Arrow Academy: The Grief of the Realm of Animals: The Mad Fox (1962)

The Mad Fox (1962) starts out on an apocalyptic note, washing the feudal Japan setting with a hellish blood red hue. A so-called "white rainbow" has appeared and the court astronomer sees it as a bad omen that could end in death and destruction for the realm. Upon learning of this prophecy, there is disorder in the court and two separate groups try to take over with everything riding on a sacred scroll known as the Golden Crow. Caught up in the fray is the astronomer's assistant Yasuna (Hashizo Okawa), and his lover Sakaki (Michiko Saga) who encounter torture and suffering of a magnitude that eventually drives Yasuna insane.

§ Dataset excerpt:
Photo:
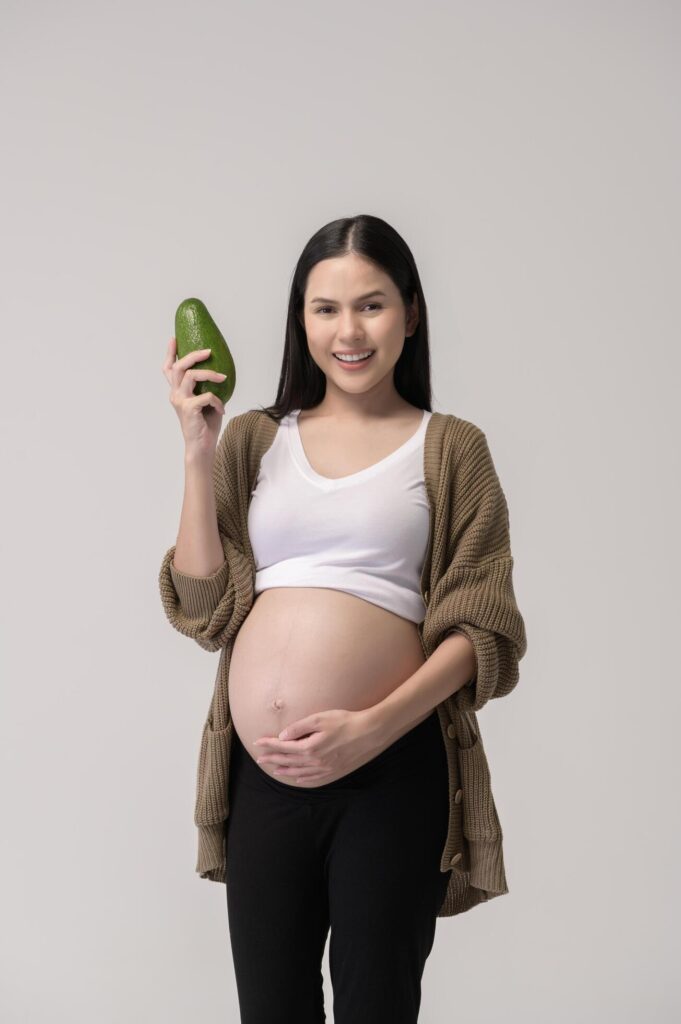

§ Requests:
[a] Decide whether each statement agrees with the passage about The Mad Fox, and answer yes or no for each, quoting the words that decide it: (i) The court astronomer takes the white rainbow as a good sign for the realm. (ii) Two separate groups try to take over the court. (iii) Sakaki is played by Michiko Saga.
[b] Write out the part of the passage about The Mad Fox that opens with the words containing "The Mad Fox (1962) starts" and closes with "drives Yasuna insane.".
[c] Answer these questions using the passage about The Mad Fox:
(i) In what year is the film dated?
(ii) What is the sacred scroll called?
(iii) Which actor plays Yasuna?

§ Per-task answers:
[a]
(i) No: "the court astronomer sees it as a bad omen that could end in death and destruction for the realm"
(ii) Yes: "two separate groups try to take over"
(iii) Yes: "his lover Sakaki (Michiko Saga)"

[b]
The Mad Fox (1962) starts out on an apocalyptic note, washing the feudal Japan setting with a hellish blood red hue. A so-called "white rainbow" has appeared and the court astronomer sees it as a bad omen that could end in death and destruction for the realm. Upon learning of this prophecy, there is disorder in the court and two separate groups try to take over with everything riding on a sacred scroll known as the Golden Crow. Caught up in the fray is the astronomer's assistant Yasuna (Hashizo Okawa), and his lover Sakaki (Michiko Saga) who encounter torture and suffering of a magnitude that eventually drives Yasuna insane.

[c]
(i) 1962
(ii) The Golden Crow
(iii) Hashizo Okawa